Items from a dataset:
● ● ● ● ● ● ●
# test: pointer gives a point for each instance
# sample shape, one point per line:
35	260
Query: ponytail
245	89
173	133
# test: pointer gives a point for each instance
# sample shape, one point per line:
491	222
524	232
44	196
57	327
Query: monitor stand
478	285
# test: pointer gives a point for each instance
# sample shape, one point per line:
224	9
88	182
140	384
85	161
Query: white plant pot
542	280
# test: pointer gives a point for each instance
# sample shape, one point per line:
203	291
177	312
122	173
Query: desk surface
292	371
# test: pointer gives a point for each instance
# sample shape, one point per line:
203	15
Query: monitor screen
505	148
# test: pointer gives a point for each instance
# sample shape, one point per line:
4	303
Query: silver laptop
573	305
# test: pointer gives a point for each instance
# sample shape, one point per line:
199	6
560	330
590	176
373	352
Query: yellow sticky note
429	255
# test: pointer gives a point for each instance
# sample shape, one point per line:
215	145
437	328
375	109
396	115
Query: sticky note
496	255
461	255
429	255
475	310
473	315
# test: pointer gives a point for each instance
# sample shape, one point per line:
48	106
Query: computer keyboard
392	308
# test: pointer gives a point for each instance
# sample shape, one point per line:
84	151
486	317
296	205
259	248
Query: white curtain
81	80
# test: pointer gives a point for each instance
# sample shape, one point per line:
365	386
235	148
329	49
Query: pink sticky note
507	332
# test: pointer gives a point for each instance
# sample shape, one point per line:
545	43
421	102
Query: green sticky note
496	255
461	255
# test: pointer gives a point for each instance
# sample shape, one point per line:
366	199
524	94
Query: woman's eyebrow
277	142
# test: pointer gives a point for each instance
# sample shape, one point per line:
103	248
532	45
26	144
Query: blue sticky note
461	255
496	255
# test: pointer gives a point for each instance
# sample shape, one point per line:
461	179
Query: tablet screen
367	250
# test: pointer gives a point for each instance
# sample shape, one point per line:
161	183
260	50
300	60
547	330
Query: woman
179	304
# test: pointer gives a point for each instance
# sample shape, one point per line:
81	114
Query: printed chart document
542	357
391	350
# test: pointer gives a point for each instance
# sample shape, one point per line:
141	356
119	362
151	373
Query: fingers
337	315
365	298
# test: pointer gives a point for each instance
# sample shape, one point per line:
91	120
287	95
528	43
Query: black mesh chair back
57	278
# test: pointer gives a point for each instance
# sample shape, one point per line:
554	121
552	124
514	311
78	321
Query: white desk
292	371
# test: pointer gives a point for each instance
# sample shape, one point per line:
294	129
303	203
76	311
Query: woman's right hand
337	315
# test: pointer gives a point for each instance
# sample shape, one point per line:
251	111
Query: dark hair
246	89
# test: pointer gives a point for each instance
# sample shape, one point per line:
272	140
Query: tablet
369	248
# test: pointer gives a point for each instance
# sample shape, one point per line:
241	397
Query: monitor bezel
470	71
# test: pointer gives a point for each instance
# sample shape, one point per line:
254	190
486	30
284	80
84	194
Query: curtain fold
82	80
● ● ● ● ● ● ●
Copy out the whole listing exactly as written.

* [TASK SOLUTION]:
# test: pointer gives a point for each instance
# sample shape, one point per line:
35	260
Query: ponytail
245	89
173	133
# test: pointer gives a point for each instance
# sample shape, one point per line:
491	222
524	232
44	196
57	327
Query: monitor stand
478	285
# test: pointer gives a point for each instance
# sample shape, one point per line:
224	9
88	182
140	384
85	161
Query: white plant pot
542	280
# test: pointer gives a point for each instance
# sample shape, one point per line:
203	291
177	312
122	173
Query: desk surface
292	371
# test: pointer gives a point for each instance
# sample shape, one point per line:
203	15
Query: monitor screen
505	148
# test: pointer gives a point for each instance
# sample shape, one point per line:
4	303
Query: silver laptop
573	305
# test: pointer gives a point for each instance
# sample shape, one point per line:
199	6
560	330
590	176
373	352
Query: yellow sticky note
429	255
# test: pointer gives a point for each instance
# sample shape, one point per line:
215	145
437	328
375	109
396	115
Query: sticky note
496	255
461	255
429	255
475	310
473	315
# test: pointer gives a point for each instance
# sample shape, one point per line:
48	106
Query: computer keyboard
392	308
# test: pointer gives a point for each instance
# sample shape, one point per line:
84	151
486	317
296	205
259	248
Query: white curtain
81	80
# test: pointer gives a point for each instance
# sample shape, one point per line:
365	386
235	148
329	49
Query: pink sticky note
507	332
# test: pointer gives a point for each instance
# sample shape, one point per line:
545	43
421	102
Query: green sticky note
496	255
461	255
# test: pointer gives a point for each instance
# sample shape, one point per line:
366	199
524	94
Query: woman's eyebrow
277	142
# test: pointer gives a point for each instance
# sample shape, one point per line:
103	248
532	45
26	144
Query: blue sticky note
461	255
496	255
# test: pointer gives a point for each instance
# sample shape, one point per line:
461	179
Query: tablet screen
367	250
# test: pointer gives a point for each instance
# sample shape, one point per line:
161	183
260	50
300	60
547	330
Query: woman
179	304
# test: pointer gives a point for each instance
# sample shape, one point per line:
81	114
Query: printed chart document
542	357
391	350
# test: pointer gives a point for each instance
# sample shape, one point per line:
141	356
119	362
151	373
Query: fingers
337	315
365	298
# test: pointer gives a point for each instance
# sample shape, one point per line:
91	120
287	95
528	43
Query: black mesh chair back
57	278
# test: pointer gives a point for each instance
# sample shape, one point per line:
554	121
552	124
514	311
78	321
Query: white desk
292	371
# test: pointer gives a point for each instance
# sample shape, one point per line:
294	129
303	203
76	311
Query: woman's right hand
337	315
# test: pointer gives a point for each instance
# sample shape, one point per line:
251	111
Query: dark hair
246	89
# test: pointer gives a point for each instance
# sample shape, one point per line:
272	140
Query: tablet
369	248
# test: pointer gives a point for each instance
# sample shape, one point per line:
241	397
Query: monitor bezel
470	71
# test: pointer gives a point for each instance
# sample shape, one point per line:
254	190
486	30
284	80
84	194
Query: curtain fold
82	80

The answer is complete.